(Point annotations for photos)
++++++++++++++++++++

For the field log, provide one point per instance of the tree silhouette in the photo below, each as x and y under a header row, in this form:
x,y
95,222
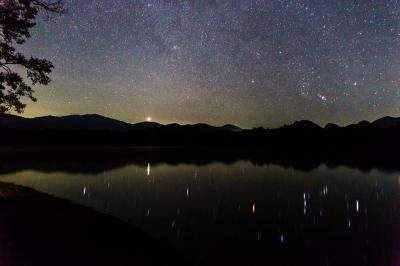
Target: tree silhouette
x,y
17,17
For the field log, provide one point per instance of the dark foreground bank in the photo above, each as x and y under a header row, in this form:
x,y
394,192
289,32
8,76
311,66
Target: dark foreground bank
x,y
38,229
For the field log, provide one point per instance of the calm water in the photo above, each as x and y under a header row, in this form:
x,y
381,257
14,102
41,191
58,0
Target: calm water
x,y
240,213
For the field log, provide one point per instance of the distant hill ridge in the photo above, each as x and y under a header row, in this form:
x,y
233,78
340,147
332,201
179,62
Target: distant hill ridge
x,y
91,122
99,122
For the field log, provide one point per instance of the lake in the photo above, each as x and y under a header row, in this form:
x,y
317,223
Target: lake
x,y
237,211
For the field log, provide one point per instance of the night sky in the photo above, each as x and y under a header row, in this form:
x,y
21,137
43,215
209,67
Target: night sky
x,y
246,62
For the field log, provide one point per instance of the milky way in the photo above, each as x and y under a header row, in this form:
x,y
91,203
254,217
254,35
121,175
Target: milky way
x,y
247,62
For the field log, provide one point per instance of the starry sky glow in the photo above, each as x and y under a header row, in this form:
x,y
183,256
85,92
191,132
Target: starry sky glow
x,y
247,62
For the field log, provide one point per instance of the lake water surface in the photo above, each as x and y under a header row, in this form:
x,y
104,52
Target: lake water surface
x,y
241,213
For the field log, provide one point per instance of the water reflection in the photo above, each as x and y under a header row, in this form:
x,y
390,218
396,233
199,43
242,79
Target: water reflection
x,y
240,213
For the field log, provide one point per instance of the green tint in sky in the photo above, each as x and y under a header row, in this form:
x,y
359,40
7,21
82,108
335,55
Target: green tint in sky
x,y
251,63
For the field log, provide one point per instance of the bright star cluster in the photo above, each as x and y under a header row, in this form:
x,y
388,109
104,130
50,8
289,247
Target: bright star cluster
x,y
246,62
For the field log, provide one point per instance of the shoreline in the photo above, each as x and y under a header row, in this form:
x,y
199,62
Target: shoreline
x,y
39,229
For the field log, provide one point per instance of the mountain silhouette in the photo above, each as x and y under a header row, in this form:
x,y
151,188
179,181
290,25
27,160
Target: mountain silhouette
x,y
387,122
94,122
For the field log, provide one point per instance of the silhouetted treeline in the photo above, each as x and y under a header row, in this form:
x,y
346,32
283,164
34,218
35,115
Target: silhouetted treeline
x,y
303,145
301,136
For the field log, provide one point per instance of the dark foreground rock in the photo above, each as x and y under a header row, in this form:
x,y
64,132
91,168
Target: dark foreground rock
x,y
38,229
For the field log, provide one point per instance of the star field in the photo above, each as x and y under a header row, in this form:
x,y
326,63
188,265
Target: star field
x,y
251,63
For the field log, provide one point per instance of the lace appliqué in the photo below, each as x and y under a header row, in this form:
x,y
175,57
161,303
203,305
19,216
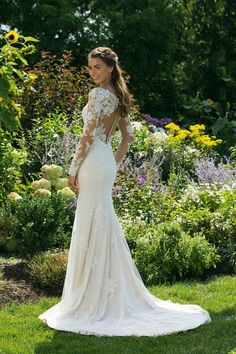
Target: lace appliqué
x,y
129,127
94,263
110,286
101,102
82,245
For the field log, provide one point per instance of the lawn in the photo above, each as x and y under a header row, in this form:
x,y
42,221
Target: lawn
x,y
22,333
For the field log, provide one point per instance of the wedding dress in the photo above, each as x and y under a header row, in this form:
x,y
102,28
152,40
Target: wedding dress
x,y
103,292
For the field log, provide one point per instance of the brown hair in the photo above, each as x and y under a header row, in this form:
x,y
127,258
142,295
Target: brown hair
x,y
122,92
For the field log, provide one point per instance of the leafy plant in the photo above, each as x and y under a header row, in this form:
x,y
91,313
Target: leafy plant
x,y
14,81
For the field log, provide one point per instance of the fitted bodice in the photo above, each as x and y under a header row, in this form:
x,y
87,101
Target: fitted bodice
x,y
108,119
100,116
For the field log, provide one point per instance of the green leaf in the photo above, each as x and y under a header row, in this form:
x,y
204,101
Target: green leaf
x,y
219,125
32,39
23,60
8,119
4,88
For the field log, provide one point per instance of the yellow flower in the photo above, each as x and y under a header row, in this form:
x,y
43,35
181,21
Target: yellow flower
x,y
197,127
33,77
12,36
210,102
172,126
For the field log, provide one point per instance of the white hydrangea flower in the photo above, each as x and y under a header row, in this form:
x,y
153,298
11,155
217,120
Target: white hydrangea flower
x,y
137,125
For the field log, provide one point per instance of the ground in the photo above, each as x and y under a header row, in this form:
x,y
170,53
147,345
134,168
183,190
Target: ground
x,y
15,284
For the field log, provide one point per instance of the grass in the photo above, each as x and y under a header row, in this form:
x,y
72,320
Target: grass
x,y
22,333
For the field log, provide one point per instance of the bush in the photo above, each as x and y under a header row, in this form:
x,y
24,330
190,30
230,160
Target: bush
x,y
35,224
48,269
11,162
167,253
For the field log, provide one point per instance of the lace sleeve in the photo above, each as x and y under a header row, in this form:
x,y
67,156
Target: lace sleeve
x,y
89,129
127,136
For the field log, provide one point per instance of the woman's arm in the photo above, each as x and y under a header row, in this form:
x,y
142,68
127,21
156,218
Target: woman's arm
x,y
127,137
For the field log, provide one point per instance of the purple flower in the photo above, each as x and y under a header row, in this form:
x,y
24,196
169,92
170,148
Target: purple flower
x,y
208,172
141,179
156,121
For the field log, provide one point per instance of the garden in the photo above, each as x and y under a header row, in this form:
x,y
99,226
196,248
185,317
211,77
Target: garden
x,y
174,195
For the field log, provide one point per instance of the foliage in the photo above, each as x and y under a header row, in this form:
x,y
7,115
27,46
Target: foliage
x,y
60,86
220,118
210,211
14,81
46,224
11,165
48,269
166,253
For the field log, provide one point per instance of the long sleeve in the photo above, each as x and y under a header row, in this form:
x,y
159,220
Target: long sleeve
x,y
89,129
127,137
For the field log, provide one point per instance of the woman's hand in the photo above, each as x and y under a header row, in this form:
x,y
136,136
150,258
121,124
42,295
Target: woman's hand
x,y
73,184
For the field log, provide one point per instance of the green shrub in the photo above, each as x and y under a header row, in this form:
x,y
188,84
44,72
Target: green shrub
x,y
36,224
48,269
11,162
167,253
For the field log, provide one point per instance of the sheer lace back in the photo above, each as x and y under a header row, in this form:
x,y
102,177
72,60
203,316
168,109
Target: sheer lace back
x,y
109,117
101,119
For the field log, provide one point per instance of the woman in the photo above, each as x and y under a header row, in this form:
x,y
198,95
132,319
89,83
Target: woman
x,y
103,292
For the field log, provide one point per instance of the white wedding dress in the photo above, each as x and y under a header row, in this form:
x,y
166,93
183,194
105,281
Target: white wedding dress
x,y
103,292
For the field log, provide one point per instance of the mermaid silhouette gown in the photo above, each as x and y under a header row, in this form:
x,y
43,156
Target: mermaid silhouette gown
x,y
103,292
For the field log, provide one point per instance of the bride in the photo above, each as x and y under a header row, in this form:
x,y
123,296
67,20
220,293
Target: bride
x,y
103,292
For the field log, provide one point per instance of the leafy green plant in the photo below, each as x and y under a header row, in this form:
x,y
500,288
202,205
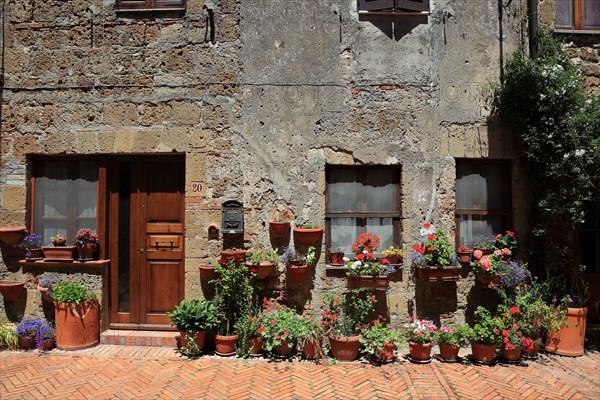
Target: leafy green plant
x,y
71,292
486,329
346,315
377,334
452,335
8,338
194,316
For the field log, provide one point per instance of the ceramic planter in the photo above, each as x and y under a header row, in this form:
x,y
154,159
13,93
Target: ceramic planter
x,y
345,348
77,325
308,236
483,353
568,341
419,351
11,290
439,273
225,345
380,282
279,228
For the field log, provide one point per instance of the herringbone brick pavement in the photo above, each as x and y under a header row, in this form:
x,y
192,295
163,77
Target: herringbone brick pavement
x,y
117,372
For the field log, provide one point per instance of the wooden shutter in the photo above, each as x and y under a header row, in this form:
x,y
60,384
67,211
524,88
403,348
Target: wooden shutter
x,y
413,5
369,5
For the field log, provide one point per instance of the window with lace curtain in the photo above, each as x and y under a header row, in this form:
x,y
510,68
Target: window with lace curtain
x,y
362,199
483,199
65,197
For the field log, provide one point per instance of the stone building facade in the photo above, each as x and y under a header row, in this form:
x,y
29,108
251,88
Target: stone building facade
x,y
256,101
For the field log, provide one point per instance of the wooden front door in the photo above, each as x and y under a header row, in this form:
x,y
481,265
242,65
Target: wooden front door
x,y
146,240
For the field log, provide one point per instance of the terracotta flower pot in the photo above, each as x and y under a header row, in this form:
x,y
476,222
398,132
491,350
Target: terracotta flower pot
x,y
513,355
568,341
11,290
419,351
279,228
387,354
262,270
45,296
483,353
284,349
77,325
312,350
308,236
298,273
86,252
26,342
207,272
448,352
345,348
225,345
200,339
336,258
255,346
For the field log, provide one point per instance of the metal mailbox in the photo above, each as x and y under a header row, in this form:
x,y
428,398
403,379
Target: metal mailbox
x,y
233,217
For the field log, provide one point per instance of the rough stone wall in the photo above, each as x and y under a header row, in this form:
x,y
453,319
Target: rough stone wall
x,y
285,89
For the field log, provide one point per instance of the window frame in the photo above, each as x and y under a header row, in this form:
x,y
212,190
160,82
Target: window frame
x,y
578,19
36,163
396,216
506,213
150,5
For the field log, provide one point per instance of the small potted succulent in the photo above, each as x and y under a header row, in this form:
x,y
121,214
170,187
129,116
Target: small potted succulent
x,y
86,242
192,319
33,246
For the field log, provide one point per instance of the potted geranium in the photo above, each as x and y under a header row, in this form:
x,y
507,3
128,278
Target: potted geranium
x,y
280,226
435,260
419,333
393,254
86,242
345,316
367,271
450,339
192,319
382,340
77,316
33,246
282,328
484,336
233,298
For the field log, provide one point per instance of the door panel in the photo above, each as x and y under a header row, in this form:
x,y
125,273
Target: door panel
x,y
151,250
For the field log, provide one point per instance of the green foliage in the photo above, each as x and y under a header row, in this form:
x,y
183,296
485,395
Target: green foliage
x,y
346,315
378,334
8,338
452,335
233,293
71,292
486,328
194,316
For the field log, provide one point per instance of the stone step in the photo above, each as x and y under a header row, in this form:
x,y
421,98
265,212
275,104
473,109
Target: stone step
x,y
139,338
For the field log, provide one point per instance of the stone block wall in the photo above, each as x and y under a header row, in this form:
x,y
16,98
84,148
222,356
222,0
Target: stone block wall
x,y
284,89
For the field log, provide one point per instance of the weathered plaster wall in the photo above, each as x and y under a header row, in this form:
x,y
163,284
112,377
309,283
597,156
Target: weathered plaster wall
x,y
286,88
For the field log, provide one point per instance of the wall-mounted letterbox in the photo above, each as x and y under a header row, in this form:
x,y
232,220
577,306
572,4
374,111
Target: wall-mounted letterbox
x,y
233,217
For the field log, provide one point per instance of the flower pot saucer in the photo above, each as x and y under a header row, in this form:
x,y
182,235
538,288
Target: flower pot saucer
x,y
412,360
457,360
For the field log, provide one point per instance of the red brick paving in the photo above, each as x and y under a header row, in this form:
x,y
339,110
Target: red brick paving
x,y
117,372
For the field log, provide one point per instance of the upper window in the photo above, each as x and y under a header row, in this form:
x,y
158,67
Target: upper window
x,y
577,14
407,5
362,199
150,5
65,197
483,200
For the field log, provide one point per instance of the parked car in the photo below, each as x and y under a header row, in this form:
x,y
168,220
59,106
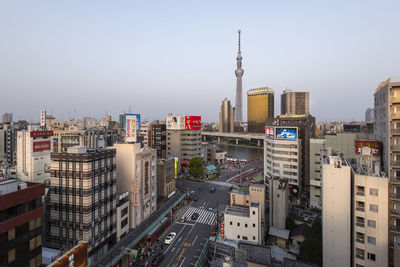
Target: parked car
x,y
170,238
195,216
157,259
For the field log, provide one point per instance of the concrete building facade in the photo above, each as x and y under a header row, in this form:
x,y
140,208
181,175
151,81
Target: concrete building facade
x,y
316,145
21,223
387,131
260,109
282,158
83,199
33,154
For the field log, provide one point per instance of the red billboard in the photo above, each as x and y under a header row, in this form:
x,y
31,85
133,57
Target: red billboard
x,y
374,145
41,133
41,146
192,122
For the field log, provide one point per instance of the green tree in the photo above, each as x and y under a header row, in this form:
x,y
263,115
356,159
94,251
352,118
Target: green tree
x,y
196,166
311,248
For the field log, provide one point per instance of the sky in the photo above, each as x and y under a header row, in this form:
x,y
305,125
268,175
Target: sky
x,y
92,58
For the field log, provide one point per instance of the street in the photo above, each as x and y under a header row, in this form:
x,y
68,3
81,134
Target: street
x,y
191,235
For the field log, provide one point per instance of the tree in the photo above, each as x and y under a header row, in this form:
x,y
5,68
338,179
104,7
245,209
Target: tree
x,y
196,166
311,248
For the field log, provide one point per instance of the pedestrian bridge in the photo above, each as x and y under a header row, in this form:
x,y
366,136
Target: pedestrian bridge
x,y
259,137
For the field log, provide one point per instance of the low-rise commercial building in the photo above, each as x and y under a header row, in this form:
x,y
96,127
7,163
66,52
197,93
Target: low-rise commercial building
x,y
21,223
137,173
83,200
33,154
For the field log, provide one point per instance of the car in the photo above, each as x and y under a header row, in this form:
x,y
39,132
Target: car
x,y
195,216
157,259
170,238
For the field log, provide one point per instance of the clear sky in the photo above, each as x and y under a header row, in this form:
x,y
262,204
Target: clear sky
x,y
90,58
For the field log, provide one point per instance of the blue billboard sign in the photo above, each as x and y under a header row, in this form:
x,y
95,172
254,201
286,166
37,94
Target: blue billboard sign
x,y
286,133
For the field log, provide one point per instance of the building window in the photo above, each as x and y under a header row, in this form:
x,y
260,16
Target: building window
x,y
371,223
373,191
372,240
371,256
373,208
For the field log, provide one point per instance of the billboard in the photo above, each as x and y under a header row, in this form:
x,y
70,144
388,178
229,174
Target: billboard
x,y
132,126
269,132
41,134
175,122
41,146
192,122
286,133
374,145
43,118
135,192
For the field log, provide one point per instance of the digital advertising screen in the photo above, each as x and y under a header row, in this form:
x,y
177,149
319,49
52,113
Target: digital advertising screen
x,y
286,133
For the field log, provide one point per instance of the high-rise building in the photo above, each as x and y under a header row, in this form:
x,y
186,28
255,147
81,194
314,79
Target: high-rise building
x,y
295,102
305,125
158,138
260,109
355,209
369,115
387,130
83,199
226,117
238,114
7,117
282,157
183,137
21,223
136,171
316,145
33,154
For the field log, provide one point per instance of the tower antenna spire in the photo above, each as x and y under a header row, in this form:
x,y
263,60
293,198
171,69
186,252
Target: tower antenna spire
x,y
239,39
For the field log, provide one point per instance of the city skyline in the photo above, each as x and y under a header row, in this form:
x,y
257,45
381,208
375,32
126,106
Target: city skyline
x,y
58,56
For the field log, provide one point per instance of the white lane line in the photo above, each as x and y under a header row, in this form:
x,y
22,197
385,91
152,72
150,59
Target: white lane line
x,y
174,239
182,262
194,241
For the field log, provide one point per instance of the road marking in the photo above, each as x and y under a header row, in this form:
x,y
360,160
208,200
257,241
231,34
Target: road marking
x,y
182,261
195,239
174,239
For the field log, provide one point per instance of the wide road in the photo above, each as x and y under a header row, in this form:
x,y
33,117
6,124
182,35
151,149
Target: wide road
x,y
191,235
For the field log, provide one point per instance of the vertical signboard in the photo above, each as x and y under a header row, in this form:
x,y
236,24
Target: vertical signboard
x,y
43,118
176,167
192,122
135,192
132,126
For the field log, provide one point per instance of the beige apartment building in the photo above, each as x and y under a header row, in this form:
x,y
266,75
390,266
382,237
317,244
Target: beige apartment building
x,y
137,174
244,197
83,199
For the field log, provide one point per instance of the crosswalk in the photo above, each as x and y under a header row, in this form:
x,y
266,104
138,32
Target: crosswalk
x,y
205,216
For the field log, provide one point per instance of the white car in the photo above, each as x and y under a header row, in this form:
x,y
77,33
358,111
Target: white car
x,y
170,238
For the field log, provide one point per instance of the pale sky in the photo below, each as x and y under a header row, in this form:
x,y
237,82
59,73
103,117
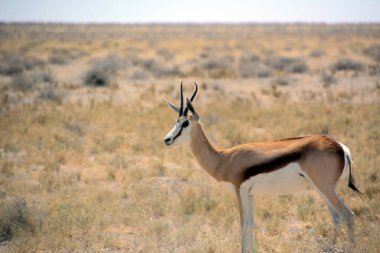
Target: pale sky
x,y
194,11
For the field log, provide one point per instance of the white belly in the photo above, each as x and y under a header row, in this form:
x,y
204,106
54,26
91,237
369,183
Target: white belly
x,y
283,181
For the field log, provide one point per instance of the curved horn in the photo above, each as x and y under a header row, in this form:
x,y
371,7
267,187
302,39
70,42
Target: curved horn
x,y
192,98
174,107
181,108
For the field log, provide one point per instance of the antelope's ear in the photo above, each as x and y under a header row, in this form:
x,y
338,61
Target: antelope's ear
x,y
191,108
174,107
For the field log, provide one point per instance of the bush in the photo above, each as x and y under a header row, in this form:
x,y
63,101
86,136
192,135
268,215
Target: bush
x,y
22,82
347,64
328,79
61,56
102,72
317,53
250,66
291,65
219,67
12,64
281,81
13,216
373,52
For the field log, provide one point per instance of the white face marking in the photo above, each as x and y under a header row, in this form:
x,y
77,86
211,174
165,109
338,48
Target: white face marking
x,y
180,133
283,181
229,186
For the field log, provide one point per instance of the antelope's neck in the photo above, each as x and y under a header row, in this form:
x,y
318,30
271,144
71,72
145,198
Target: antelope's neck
x,y
208,156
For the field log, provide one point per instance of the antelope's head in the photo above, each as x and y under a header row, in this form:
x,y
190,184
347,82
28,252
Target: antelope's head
x,y
181,130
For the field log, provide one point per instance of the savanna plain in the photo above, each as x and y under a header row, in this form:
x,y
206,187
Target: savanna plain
x,y
83,166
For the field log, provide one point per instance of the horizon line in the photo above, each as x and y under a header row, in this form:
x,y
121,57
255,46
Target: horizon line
x,y
193,23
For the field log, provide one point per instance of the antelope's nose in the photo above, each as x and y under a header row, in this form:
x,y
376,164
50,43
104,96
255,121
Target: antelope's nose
x,y
167,140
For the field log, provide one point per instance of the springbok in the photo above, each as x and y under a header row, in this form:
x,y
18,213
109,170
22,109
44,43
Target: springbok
x,y
276,167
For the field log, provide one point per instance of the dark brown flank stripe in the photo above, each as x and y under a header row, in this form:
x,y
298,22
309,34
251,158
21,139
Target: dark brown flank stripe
x,y
283,160
272,165
179,133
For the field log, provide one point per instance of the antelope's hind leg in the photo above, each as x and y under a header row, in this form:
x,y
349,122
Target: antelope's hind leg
x,y
336,221
247,221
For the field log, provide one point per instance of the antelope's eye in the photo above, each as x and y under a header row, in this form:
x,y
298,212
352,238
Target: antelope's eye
x,y
185,124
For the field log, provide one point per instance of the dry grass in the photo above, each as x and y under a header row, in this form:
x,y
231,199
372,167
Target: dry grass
x,y
87,171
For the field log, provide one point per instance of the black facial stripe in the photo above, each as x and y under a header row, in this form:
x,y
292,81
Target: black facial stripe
x,y
185,124
177,135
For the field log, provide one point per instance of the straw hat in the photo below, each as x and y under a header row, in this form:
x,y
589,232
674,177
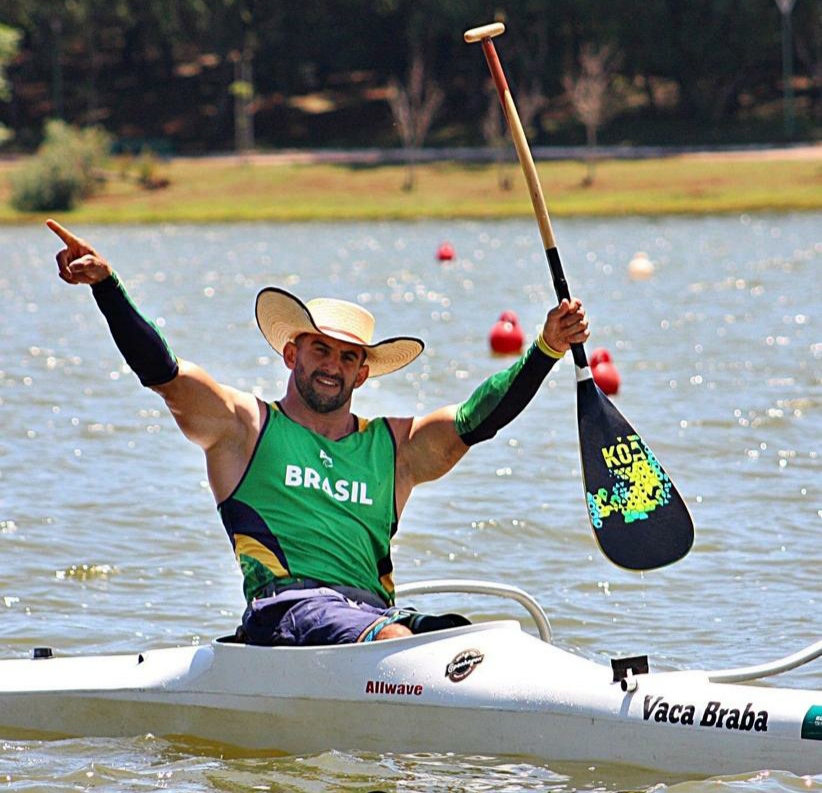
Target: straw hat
x,y
282,317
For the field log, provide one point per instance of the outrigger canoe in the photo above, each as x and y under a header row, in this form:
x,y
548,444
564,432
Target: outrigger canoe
x,y
486,688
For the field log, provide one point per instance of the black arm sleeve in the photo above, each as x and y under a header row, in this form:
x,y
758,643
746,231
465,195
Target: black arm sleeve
x,y
138,339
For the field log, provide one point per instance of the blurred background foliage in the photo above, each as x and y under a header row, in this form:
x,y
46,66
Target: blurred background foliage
x,y
197,76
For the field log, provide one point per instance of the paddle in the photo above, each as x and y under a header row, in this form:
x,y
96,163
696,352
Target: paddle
x,y
639,519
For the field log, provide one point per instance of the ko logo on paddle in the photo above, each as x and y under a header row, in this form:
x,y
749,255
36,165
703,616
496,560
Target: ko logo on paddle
x,y
640,484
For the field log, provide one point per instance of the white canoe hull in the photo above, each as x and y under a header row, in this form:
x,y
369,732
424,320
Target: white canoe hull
x,y
508,693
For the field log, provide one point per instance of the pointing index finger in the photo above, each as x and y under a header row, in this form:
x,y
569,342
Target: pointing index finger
x,y
63,233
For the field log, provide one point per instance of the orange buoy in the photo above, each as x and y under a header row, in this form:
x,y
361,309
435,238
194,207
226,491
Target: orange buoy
x,y
506,336
606,377
445,252
598,356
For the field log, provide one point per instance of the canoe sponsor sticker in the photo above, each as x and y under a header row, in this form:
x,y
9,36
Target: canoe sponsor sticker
x,y
640,485
714,714
394,689
463,664
812,723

++++++++++++++++++++

Problem requirements: Restate word for word only the lines from the one with "of the straw" through the last line of the material, both included. Any picture should be left out.

Written solution:
For the field log, provide one point per instance of the straw hat in the photo below, each as x and y under a header row, in this form:
x,y
589,232
674,177
Target: straw hat
x,y
282,317
For the field log, provide one point per instance of the outrigger canoe in the photo above, each as x and y under a header row, in this form:
x,y
548,444
564,432
Target: outrigger canoe
x,y
486,688
For the field log, provide one point per instance of the black arm sleeve in the photo above, each as x and y under a header row, in this form:
x,y
758,643
746,231
465,195
Target: black arm sleeve
x,y
138,339
For the field log, provide one point per instance of the blurred background foliage in the photo above, each as x and y under a header row, in this form:
x,y
46,66
Target: blurred background foliage
x,y
197,76
For the field log, provide one point per instance of the paddle in the photo above, each as x and y under a header row, in this form:
x,y
96,163
696,352
Target: paddle
x,y
639,519
For the field log, provide one point per instance of the ko logo on paddle in the photo above, each as x and y under a header row, in this form:
x,y
749,255
36,165
703,616
496,560
Target: ko logo on paddle
x,y
640,484
For the field log, provide one point per instance of the white canoe hull in the photo above, each as x and y under a header row, in this form:
x,y
369,732
424,320
Target: white canoe hull
x,y
508,693
For the field log, provide one point per instance of the pointing index finger in the photo above, each as x and y under a header row, in this form:
x,y
569,342
Target: pointing index finger
x,y
63,233
For the field log, provide one point per instance of the orange buoy in the photo above, each as x and y under a header row, in this form:
x,y
361,309
435,238
194,207
226,491
Target: orange buoy
x,y
506,336
606,377
445,252
598,356
For the field log, provide one point per instance of the canoe sponsor sticker in the photo above, each as x and y under a header row, in this form:
x,y
9,36
Target: canoe sponsor sticker
x,y
640,485
714,714
394,689
463,664
812,723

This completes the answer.